Passage to read below:

Every Aboriginal group has its own story to tell of resistance and the fight for their land.

Two events in the Northern Territory in the 1960s captured international attention: In 1963, provoked by a unilateral government decision to excise a part of their land for a bauxite mine, Yolngu people at Yirrkala in north-east Arnhem Land sent to the House of Representatives a petition demanding that their land rights be respected.

The bark petition provoked a government inquiry and later the Yolngu launched litigation, but the mine went ahead and today the Yolngu are still fighting to be a party to the agreement between government and the multinational company extracting the bauxite.

In August 1966 Gurindji people at Wave Hill cattle station went on strike demanding wages and a return of some of their traditional lands.

The demand was rejected but the Gurindji continued to camp on their traditional country at Daguragu – they broke the white man'slaw but obeyed their own.

The campaign was taken up by supporters in Australia's cities and eventually the Gurindji won title to part of their land.

The Gurindji and the Yolngu had put land rights on the national political agenda.

The 1967 Referendum

Campaigning by Aboriginal people and their supporters led to a historic national referendum in 1967.

By the largest majority ever recorded, 91 per cent of Australians voted "Yes" to amend the constitution.

Voters overwhelmingly approved giving the Federal Government the constitutional power to make special laws on Aboriginal affairs which could over-rule any state legislation.

It was a significant victory in our struggle.

The Woodward Commission

The Australian Labor Party took up Aboriginal land rights as part of its successful 1972 attempt to dislodge the conservative Liberal-Country Party Coalition Government in Canberra.

End of Passage to read.

Please output everything in the passage on Aboriginal land rights from "Voters overwhelmingly approved" down to "any state legislation.", word for word. The listing after this passage on Aboriginal land rights isn't needed.

Provided material below:

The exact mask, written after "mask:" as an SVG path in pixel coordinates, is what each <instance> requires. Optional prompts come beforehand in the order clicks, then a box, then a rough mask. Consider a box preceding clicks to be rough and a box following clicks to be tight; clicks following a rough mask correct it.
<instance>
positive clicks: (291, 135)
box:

End of Provided material.

Answer section:
Voters overwhelmingly approved giving the Federal Government the constitutional power to make special laws on Aboriginal affairs which could over-rule any state legislation.